> **PROBLEM TO SOLVE**:
Copy all of the entries below, replacing each "segmaskr" with "polytrace" and keeping everything else the same.

-- start INPUT ROWS --

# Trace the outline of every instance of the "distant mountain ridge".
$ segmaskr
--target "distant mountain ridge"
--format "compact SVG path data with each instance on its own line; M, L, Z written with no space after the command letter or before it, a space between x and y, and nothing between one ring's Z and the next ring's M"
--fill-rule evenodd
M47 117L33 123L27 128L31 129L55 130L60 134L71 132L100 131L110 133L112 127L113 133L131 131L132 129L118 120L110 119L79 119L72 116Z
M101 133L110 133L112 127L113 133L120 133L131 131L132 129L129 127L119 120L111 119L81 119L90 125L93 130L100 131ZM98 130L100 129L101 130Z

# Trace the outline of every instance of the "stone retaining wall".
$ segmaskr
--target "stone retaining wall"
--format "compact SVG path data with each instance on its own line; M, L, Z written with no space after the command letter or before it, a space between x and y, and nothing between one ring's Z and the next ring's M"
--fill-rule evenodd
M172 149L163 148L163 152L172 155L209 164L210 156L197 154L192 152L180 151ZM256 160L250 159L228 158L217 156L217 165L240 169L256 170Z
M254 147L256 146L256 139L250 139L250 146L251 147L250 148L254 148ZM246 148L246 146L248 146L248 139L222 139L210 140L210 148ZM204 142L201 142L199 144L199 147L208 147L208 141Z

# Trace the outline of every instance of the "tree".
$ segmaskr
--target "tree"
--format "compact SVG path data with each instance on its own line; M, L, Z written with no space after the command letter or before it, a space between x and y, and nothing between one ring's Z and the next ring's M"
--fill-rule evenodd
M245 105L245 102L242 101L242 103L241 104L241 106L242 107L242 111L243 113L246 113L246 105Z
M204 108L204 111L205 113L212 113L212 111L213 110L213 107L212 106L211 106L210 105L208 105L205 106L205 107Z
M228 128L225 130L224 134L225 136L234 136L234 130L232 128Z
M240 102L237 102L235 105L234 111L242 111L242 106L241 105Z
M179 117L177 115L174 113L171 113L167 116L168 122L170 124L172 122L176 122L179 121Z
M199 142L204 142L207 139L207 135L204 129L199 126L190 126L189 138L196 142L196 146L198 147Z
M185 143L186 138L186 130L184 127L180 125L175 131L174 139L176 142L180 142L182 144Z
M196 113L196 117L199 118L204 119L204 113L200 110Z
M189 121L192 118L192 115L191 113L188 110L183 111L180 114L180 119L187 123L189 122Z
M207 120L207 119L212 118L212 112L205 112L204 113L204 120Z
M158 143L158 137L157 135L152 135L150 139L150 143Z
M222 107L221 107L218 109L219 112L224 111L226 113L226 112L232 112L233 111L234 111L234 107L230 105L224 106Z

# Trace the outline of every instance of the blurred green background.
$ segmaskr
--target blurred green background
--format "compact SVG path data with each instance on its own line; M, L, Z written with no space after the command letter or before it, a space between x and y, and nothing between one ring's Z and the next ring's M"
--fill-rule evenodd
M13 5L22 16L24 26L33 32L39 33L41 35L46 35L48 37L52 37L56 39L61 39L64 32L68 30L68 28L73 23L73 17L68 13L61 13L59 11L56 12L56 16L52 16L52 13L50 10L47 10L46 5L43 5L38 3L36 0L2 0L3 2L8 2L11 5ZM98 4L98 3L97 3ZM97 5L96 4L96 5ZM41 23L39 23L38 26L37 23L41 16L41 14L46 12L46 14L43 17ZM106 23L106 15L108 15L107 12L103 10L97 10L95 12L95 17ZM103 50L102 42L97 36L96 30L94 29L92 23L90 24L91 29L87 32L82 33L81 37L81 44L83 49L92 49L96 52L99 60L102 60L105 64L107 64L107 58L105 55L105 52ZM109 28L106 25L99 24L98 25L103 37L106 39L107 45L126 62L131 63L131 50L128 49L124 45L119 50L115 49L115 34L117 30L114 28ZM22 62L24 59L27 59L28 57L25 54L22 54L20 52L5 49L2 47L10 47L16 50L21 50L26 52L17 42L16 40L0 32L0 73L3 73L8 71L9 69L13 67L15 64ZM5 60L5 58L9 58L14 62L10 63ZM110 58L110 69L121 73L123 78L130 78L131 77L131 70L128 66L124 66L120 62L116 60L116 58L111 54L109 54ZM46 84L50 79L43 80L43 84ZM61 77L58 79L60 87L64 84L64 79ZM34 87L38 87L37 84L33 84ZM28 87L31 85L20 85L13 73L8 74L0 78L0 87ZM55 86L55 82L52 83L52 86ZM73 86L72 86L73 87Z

-- end INPUT ROWS --

> **SOLUTION TO THE PROBLEM**:
# Trace the outline of every instance of the "distant mountain ridge".
$ polytrace
--target "distant mountain ridge"
--format "compact SVG path data with each instance on its own line; M, L, Z written with no space after the command letter or before it, a space between x and y, and nothing between one ring's Z and the next ring's M"
--fill-rule evenodd
M47 117L33 123L27 128L31 129L55 130L60 134L71 132L100 131L110 133L112 127L113 133L131 131L132 129L118 120L110 119L79 119L72 116Z
M101 133L110 133L112 127L113 133L120 133L131 131L132 129L129 127L119 120L111 119L81 119L90 125L93 130L100 131ZM98 130L100 129L101 130Z

# Trace the outline of every instance of the "stone retaining wall".
$ polytrace
--target "stone retaining wall"
--format "compact SVG path data with each instance on its own line; M, L, Z written with no space after the command letter or before it, a space between x and y, and nothing between one ring's Z and the next ring's M"
--fill-rule evenodd
M172 149L163 148L163 152L172 155L209 164L210 156L197 154L192 152L180 151ZM256 160L250 159L228 158L217 156L217 165L240 169L256 170Z
M254 147L256 146L256 139L250 139L250 146L251 147L250 148L254 148ZM246 148L246 146L248 146L248 139L222 139L210 140L210 148ZM204 142L201 142L199 144L199 147L208 147L208 141Z

# Trace the outline of every instance of the "tree".
$ polytrace
--target "tree"
--format "compact SVG path data with each instance on its own line; M, L, Z written with no space after the command letter or before it, a space between x and y, and nothing between one ring's Z and the next ring's M"
--fill-rule evenodd
M245 105L245 102L242 101L242 103L241 104L241 106L242 107L242 111L243 113L246 113L246 105Z
M204 108L204 111L205 113L212 113L212 111L213 110L213 107L212 106L211 106L210 105L208 105L205 106L205 107Z
M228 128L225 130L224 134L225 136L234 136L234 130L232 128Z
M240 102L237 102L235 105L234 111L242 111L242 106L241 105Z
M179 117L177 115L174 113L171 113L167 116L168 122L170 124L172 122L176 122L179 121Z
M199 142L204 142L207 139L207 135L204 129L199 126L190 126L189 138L196 142L196 146L198 147Z
M185 143L186 138L186 130L184 127L180 125L175 131L174 139L176 142L180 142L182 144Z
M196 113L196 117L199 118L204 119L204 113L200 110Z
M189 121L192 118L192 115L191 113L188 110L183 111L180 114L180 119L187 123L189 122Z
M207 120L207 119L212 118L212 112L205 112L204 113L204 120Z
M158 143L158 137L157 135L152 135L150 139L150 143Z
M222 107L221 107L218 109L219 112L224 111L226 113L226 112L232 112L233 111L234 111L234 107L230 105L224 106Z

# Trace the outline of every instance of the blurred green background.
$ polytrace
--target blurred green background
--format "compact SVG path data with each instance on its own line; M, L, Z written with no space after the command letter or before it, a space between x and y, and nothing between one ring's Z and the next ring's M"
--fill-rule evenodd
M13 5L22 16L24 26L33 32L39 33L41 35L46 35L48 37L52 37L56 39L61 39L64 32L68 30L68 28L73 23L73 17L68 13L61 13L59 11L56 12L56 16L52 16L52 13L50 10L47 10L46 5L43 5L38 3L36 0L2 0L3 2L8 2L11 5ZM98 4L98 3L97 3ZM97 5L96 4L96 5ZM41 23L39 23L38 26L37 23L41 16L41 14L46 12L46 14L43 17ZM106 23L106 15L108 15L107 12L103 10L97 10L95 12L95 17ZM103 50L102 42L97 36L96 30L94 29L92 23L90 24L91 29L87 32L82 33L81 37L81 44L83 49L92 49L96 52L99 60L102 60L105 64L107 64L107 58L105 55L105 52ZM109 28L106 25L99 24L98 25L103 37L106 39L107 45L126 62L131 63L131 50L128 49L124 45L119 50L115 49L115 34L117 30L114 28ZM22 62L24 59L27 59L28 57L25 54L22 54L20 52L5 49L2 47L10 47L16 50L21 50L26 52L17 42L16 40L0 32L0 73L3 73L8 71L9 69L13 67L15 64ZM5 60L5 58L9 58L14 62L10 63ZM110 58L110 69L121 73L123 78L130 78L131 77L131 70L128 66L124 66L120 62L116 60L116 58L111 54L109 54ZM46 84L50 79L43 80L43 84ZM61 77L58 79L60 87L64 84L64 79ZM34 87L38 87L37 84L33 84ZM28 87L31 85L20 85L13 73L8 74L0 78L0 87ZM55 86L55 82L52 83L52 86ZM73 86L72 86L73 87Z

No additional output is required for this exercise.